Segmentation data:
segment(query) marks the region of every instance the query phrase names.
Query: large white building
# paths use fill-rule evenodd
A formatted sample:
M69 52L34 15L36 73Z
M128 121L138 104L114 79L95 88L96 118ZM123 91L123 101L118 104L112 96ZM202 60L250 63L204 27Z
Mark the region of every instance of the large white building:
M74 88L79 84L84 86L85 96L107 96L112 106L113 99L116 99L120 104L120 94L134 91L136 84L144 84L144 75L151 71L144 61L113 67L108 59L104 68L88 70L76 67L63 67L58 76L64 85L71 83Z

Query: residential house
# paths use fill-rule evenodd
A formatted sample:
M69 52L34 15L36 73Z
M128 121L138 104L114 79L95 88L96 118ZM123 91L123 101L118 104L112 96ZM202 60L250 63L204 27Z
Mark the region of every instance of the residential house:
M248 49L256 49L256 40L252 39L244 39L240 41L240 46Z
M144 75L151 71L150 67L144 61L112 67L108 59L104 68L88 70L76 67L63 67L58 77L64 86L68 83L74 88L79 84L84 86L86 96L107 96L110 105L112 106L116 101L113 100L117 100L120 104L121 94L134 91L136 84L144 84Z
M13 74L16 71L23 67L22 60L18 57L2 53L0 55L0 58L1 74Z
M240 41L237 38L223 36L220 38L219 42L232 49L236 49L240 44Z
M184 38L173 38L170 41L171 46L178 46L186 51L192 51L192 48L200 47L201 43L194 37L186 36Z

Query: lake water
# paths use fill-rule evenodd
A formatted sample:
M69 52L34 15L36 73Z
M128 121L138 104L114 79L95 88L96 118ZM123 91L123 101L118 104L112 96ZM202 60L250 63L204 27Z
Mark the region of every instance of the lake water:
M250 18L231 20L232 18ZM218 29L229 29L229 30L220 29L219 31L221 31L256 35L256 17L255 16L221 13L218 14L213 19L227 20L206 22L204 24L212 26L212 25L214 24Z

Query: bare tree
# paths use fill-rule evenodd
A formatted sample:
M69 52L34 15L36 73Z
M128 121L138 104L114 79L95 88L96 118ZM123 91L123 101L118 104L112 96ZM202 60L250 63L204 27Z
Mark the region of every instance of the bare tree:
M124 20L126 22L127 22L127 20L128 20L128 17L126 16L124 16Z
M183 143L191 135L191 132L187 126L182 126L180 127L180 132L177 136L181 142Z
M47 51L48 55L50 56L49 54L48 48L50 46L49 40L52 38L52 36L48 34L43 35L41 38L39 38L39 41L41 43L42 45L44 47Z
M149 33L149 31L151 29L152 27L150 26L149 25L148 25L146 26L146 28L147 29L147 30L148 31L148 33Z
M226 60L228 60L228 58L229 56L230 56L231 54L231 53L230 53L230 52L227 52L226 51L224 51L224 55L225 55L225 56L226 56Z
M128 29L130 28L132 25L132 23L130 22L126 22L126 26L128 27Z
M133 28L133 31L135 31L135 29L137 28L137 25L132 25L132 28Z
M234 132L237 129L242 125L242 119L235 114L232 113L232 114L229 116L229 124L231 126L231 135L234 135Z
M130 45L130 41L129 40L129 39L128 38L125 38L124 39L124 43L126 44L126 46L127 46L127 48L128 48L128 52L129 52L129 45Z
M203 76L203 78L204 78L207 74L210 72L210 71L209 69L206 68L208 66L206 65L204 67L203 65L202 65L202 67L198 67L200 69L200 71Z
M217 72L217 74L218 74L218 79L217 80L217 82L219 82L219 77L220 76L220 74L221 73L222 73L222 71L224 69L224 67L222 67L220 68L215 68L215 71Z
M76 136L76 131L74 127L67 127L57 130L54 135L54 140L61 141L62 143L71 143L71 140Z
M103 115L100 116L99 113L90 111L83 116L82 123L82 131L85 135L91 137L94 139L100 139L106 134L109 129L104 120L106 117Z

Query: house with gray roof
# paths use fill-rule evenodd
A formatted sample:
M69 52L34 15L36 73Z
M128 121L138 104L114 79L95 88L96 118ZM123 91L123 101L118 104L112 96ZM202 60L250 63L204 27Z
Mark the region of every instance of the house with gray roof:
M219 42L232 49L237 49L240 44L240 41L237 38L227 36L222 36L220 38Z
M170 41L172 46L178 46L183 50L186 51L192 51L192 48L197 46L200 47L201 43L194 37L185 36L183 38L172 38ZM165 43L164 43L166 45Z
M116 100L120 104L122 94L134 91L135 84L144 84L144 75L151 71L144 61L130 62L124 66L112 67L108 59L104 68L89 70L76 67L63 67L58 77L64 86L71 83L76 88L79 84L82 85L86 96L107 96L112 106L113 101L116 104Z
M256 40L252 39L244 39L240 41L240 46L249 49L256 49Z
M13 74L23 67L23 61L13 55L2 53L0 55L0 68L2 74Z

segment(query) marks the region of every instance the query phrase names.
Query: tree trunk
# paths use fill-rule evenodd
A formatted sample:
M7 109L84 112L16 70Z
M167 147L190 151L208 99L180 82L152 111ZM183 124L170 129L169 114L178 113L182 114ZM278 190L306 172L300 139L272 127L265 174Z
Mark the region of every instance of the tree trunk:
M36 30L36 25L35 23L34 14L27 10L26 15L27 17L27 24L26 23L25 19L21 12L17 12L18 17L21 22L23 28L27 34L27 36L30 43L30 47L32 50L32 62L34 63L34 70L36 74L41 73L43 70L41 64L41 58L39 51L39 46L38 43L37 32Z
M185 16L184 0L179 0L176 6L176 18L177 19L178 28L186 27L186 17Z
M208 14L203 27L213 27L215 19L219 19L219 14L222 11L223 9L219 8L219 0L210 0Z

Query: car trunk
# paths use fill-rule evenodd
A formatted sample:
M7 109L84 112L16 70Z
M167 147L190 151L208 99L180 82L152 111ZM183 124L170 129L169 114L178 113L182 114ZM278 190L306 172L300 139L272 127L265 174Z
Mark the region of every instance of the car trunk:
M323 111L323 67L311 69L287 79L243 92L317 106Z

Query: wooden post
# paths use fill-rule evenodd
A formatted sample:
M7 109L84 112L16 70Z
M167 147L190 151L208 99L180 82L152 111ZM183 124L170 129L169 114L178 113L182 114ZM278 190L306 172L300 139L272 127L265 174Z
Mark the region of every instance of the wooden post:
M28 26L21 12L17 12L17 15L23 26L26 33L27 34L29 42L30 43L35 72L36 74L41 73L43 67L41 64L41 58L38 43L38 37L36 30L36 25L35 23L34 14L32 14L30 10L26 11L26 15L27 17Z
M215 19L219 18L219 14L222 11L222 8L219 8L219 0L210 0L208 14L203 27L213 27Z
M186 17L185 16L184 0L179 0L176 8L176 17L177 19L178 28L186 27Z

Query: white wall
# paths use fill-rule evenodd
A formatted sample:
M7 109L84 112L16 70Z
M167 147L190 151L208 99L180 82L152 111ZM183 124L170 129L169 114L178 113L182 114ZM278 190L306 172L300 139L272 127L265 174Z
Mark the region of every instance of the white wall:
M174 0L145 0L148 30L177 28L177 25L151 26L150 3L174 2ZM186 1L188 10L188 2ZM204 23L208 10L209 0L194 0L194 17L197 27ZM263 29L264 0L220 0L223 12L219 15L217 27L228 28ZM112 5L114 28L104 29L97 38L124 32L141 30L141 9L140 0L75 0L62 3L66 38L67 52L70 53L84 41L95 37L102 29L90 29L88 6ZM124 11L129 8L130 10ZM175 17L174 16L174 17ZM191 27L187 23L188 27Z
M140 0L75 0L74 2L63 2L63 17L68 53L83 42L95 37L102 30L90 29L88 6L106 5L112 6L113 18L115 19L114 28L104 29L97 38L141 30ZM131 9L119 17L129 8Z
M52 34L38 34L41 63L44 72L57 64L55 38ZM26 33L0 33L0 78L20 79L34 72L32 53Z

● Task description
Reproduce the entire listing above verbatim, preserving every line and character without alteration.

● Solution to the exercise
segment(query) marks the region of every instance the query phrase names.
Query: large white building
# paths use fill-rule evenodd
A formatted sample:
M69 52L34 15L36 73Z
M128 121L138 104L114 79L95 88L96 118ZM123 91L123 101L118 104L112 96ZM202 60L250 63L204 27Z
Mark the region of every instance of the large white building:
M74 88L79 84L84 86L85 96L107 96L112 106L113 99L116 99L120 104L120 94L134 91L136 84L144 84L144 75L151 71L144 61L113 67L108 59L104 68L88 70L76 67L63 67L58 76L64 85L71 83Z

Query: residential house
# paths use fill-rule evenodd
A formatted sample:
M69 52L34 15L36 73Z
M128 121L138 104L114 79L95 88L96 118ZM123 91L123 101L118 104L112 96ZM202 60L250 63L204 27Z
Mark the region of every instance of the residential house:
M248 49L256 49L256 40L252 39L244 39L240 41L240 46Z
M144 75L151 71L150 67L144 61L112 67L108 59L104 68L88 70L76 67L63 67L58 77L64 86L68 83L74 88L79 84L84 86L86 96L107 96L110 105L112 106L116 101L113 100L117 100L120 104L121 94L134 91L136 84L144 84Z
M13 74L16 71L23 67L22 60L18 57L2 53L0 55L0 58L1 74Z
M240 41L237 38L223 36L220 38L219 42L232 49L236 49L240 44Z
M184 38L173 38L170 41L171 46L178 46L186 51L192 51L192 48L200 47L201 43L194 37L186 36Z

Query: lake water
# paths use fill-rule evenodd
A formatted sample:
M69 52L34 15L36 73Z
M128 121L138 104L114 79L95 88L96 118ZM123 91L123 101L118 104L112 96ZM202 60L250 63L204 27Z
Mark the region of every instance of the lake water:
M250 18L231 20L232 18ZM218 29L229 29L229 30L220 29L219 31L221 31L256 35L256 17L255 16L221 13L218 14L213 19L227 20L206 22L204 24L212 26L212 25L214 24Z

Query: bare tree
# paths use fill-rule evenodd
A formatted sample:
M69 52L34 15L36 73Z
M128 121L138 104L114 79L95 88L96 118ZM123 91L123 101L118 104L112 96ZM202 60L250 63L204 27Z
Mark the region of every instance of the bare tree:
M124 20L126 22L127 22L127 20L128 20L128 17L126 16L124 16Z
M183 143L191 135L191 132L187 126L182 126L180 127L180 132L177 136L181 142Z
M47 51L48 55L50 56L49 54L48 48L50 46L49 40L52 38L52 36L48 34L43 35L41 38L39 38L39 41L41 43L42 45L44 47Z
M149 33L149 31L151 29L152 27L150 26L149 25L148 25L146 26L146 28L147 29L147 30L148 31L148 33Z
M226 60L228 60L228 58L229 56L230 56L231 54L231 53L230 53L230 52L227 52L226 51L224 51L224 55L225 55L225 56L226 56Z
M128 29L130 28L132 25L132 23L130 22L126 22L126 26L128 27Z
M133 28L133 31L135 31L135 29L137 28L137 25L132 25L132 28Z
M234 132L237 129L242 125L242 119L235 114L232 113L232 114L229 116L229 124L231 126L231 135L234 135Z
M130 45L130 41L129 40L129 39L128 38L125 38L124 39L124 43L126 44L126 46L127 46L127 48L128 48L128 52L129 52L129 45Z
M203 76L203 78L204 78L207 74L210 72L210 71L209 69L206 68L208 66L206 65L204 67L203 65L202 65L202 67L198 67L200 69L200 71Z
M217 72L217 74L218 74L218 79L217 80L217 82L219 82L219 77L220 76L220 74L221 73L222 73L222 71L224 69L224 67L222 67L220 68L215 68L215 71Z
M76 136L76 131L74 127L67 127L57 130L54 135L54 140L61 141L62 143L71 143L71 140Z
M103 115L100 116L99 113L90 111L83 116L82 123L82 131L85 135L91 137L94 139L100 139L106 134L109 129L104 120L106 117Z

Query: house with gray roof
# paths use fill-rule evenodd
A formatted sample:
M69 52L34 15L36 73Z
M128 121L138 104L114 79L95 88L96 118ZM123 91L123 101L118 104L112 96ZM202 60L250 63L204 27Z
Mark the region of every instance of the house with gray roof:
M219 42L232 49L237 49L240 44L240 41L237 38L227 36L222 36L220 38Z
M170 41L172 46L178 46L183 50L186 51L192 51L192 48L197 46L200 47L201 43L194 37L185 36L183 38L172 38ZM165 43L164 43L166 45Z
M116 100L120 104L122 94L134 91L135 84L144 84L144 75L151 71L144 61L130 62L124 66L112 67L108 59L104 68L89 70L76 67L63 67L58 77L64 86L71 83L76 88L79 84L82 85L86 96L107 96L112 106L113 101L116 104Z
M256 40L252 39L244 39L240 41L240 46L249 49L256 49Z
M13 74L23 67L23 61L13 55L2 53L0 55L0 68L2 74Z

segment(query) marks the region of every instance the query phrase names.
Query: tree trunk
# paths use fill-rule evenodd
A formatted sample:
M7 109L84 112L16 70Z
M167 147L190 151L208 99L180 82L152 111ZM183 124L170 129L169 114L178 113L182 114ZM278 190L306 172L300 139L272 127L265 174Z
Mark the region of every instance of the tree trunk:
M36 30L36 25L35 23L34 14L27 10L26 15L27 17L27 24L26 23L25 19L21 12L17 12L18 17L21 22L23 28L27 34L27 36L30 43L30 47L32 50L32 62L34 63L34 70L36 74L41 73L43 70L41 64L41 58L39 51L39 46L38 43L37 32Z
M185 16L184 0L179 0L176 6L176 18L177 19L178 28L186 27L186 17Z
M208 14L203 27L213 27L215 19L219 19L219 14L222 11L223 9L219 8L219 0L210 0Z

Query: car trunk
# paths use fill-rule evenodd
A formatted sample:
M7 109L84 112L16 70Z
M167 147L190 151L208 99L180 82L152 111ZM183 124L170 129L169 114L178 113L182 114ZM278 190L306 172L300 139L272 127L265 174Z
Mark the region of every instance of the car trunk:
M323 111L323 67L311 69L287 79L243 92L317 106Z

Query: wooden post
# paths use fill-rule evenodd
A formatted sample:
M7 109L84 112L16 70Z
M167 147L190 151L208 99L180 82L152 111ZM183 124L170 129L169 114L178 113L182 114ZM278 190L306 172L300 139L272 127L265 174Z
Mark the region of every instance of the wooden post:
M28 26L21 12L17 12L17 15L23 26L26 33L27 34L29 42L30 43L35 72L36 74L41 73L43 67L41 64L41 58L38 43L38 37L36 30L36 25L35 23L34 14L32 14L30 10L26 11L26 15L27 17Z
M215 19L219 18L219 14L222 11L222 8L219 8L219 0L210 0L208 14L203 27L213 27Z
M186 17L185 16L184 0L179 0L176 8L176 17L177 19L178 28L186 27Z

Query: white wall
# paths use fill-rule evenodd
A formatted sample:
M7 109L84 112L16 70Z
M167 147L190 151L208 99L180 82L152 111ZM183 124L170 129L169 114L178 113L182 114ZM278 190L306 172L300 139L272 127L265 174Z
Mark the region of every instance of the white wall:
M174 0L145 0L148 30L177 28L177 25L151 26L150 3L174 2ZM186 1L188 10L188 2ZM204 23L208 10L209 0L194 0L194 17L197 27ZM263 29L264 0L220 0L223 12L219 15L217 27L228 28ZM112 5L114 28L104 29L97 38L124 32L141 30L141 9L140 0L75 0L62 3L66 38L67 52L70 53L84 41L95 37L102 29L90 29L88 6ZM124 11L129 8L130 10ZM175 17L174 16L174 17ZM191 27L187 23L188 27Z
M140 0L75 0L74 2L63 2L63 17L68 53L83 42L95 37L102 30L90 29L88 6L106 5L112 6L113 18L115 19L114 28L104 29L97 38L141 30ZM131 9L119 17L129 8Z
M52 34L38 34L41 63L44 72L57 64L55 38ZM26 33L0 33L0 78L20 79L34 72L32 53Z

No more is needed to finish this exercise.